#### Extracted entries:
◇ ◇ ◇ ◇ ◇ ◇ ◇

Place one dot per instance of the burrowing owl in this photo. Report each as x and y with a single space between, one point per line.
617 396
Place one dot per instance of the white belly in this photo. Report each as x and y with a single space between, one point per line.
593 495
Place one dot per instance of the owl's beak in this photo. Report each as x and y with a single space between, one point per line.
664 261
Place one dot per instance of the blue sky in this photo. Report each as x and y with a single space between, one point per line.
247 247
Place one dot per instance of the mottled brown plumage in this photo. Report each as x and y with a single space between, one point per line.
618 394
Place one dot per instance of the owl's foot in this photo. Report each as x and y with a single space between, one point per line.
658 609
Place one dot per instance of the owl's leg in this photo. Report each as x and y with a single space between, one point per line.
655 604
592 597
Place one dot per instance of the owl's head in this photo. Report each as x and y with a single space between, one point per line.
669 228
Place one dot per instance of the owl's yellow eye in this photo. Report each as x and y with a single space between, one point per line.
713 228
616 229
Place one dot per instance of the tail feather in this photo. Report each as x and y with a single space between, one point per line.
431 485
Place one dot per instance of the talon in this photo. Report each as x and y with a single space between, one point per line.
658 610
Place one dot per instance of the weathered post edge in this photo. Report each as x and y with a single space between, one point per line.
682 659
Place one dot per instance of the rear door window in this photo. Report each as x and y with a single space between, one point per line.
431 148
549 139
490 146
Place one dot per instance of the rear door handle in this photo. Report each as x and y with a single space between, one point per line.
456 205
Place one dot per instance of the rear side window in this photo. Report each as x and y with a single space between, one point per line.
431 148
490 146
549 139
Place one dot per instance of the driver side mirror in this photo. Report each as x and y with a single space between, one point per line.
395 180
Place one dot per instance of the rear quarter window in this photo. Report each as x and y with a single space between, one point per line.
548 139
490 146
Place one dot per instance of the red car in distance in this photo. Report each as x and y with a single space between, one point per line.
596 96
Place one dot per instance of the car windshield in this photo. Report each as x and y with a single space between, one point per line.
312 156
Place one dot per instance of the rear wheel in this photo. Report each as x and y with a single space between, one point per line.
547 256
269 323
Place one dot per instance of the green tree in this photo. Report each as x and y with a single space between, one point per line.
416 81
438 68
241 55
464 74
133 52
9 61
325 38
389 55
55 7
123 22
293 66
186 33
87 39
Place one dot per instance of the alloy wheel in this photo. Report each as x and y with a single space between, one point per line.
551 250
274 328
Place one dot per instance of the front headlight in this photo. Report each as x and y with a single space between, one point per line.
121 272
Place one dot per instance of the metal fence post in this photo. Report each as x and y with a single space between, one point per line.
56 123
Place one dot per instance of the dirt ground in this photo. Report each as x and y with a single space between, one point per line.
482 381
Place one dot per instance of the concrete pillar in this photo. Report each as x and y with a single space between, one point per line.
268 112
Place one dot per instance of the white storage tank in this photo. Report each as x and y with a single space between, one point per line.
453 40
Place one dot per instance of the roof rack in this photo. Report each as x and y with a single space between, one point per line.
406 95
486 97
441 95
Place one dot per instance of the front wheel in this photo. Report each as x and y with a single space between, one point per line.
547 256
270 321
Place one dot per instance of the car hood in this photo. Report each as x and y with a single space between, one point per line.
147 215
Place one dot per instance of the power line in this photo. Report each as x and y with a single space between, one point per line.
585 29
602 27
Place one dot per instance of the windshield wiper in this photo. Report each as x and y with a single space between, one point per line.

◇ ◇ ◇ ◇ ◇ ◇ ◇

#### Exercise:
Every line from the line containing "Place one dot per instance of the car windshield" to the last line of the material above must be repeated exactly, and no other line.

#### Result of this task:
Place one dot per instance of the car windshield in this photo. Report each as x and y with a single space between, one point per line.
312 156
Place one dot per instance of the rear wheel in this photo. Report each as x and y with a single space between, one point per line.
547 256
269 323
Place one dot per instance of the green tree in this photo. Report each as x and y with a single space between, one point per line.
416 81
438 68
241 55
464 74
133 52
9 61
325 38
389 55
55 7
123 22
293 66
186 33
87 39
Place one dot per instance of the alloy wheel in this photo. Report each as x and y with a single space between, one point per line.
551 250
274 328
Place one dot per instance of the front headlight in this photo. Report each as x and y with a single space between, one point per line.
121 272
Place one dot per instance of the metal fence post in this photo. Report each as x and y with a single space between, one point per line.
56 123
Place one dot per instance of the dirt ground in this photo. Report each as x and y with a single space between, one point per line.
482 381
Place one dot per instance of the concrete pillar in this photo. Report each as x and y with a single space between, one point per line.
268 112
Place one dot per instance of the white storage tank in this photo. Report each as x and y with a single space between, one point per line.
453 40
Place one dot per instance of the roof rack in this photo. Report each as x and y with a single space between, one point per line.
406 95
486 97
441 95
Place one dot per instance of the front wheel in this photo. Report each as x and y with a single space between, one point per line.
547 256
270 321
Place one dot per instance of the car hood in this photo. Report each as x and y with a single space between, one point per line.
147 215
Place one dot per instance of the power line in this photo. Report each as x and y with a single space between, one point per line.
585 29
602 27
Place one dot per instance of the windshield wiper in this photo. Report each as x and y with a single space between, one point per line.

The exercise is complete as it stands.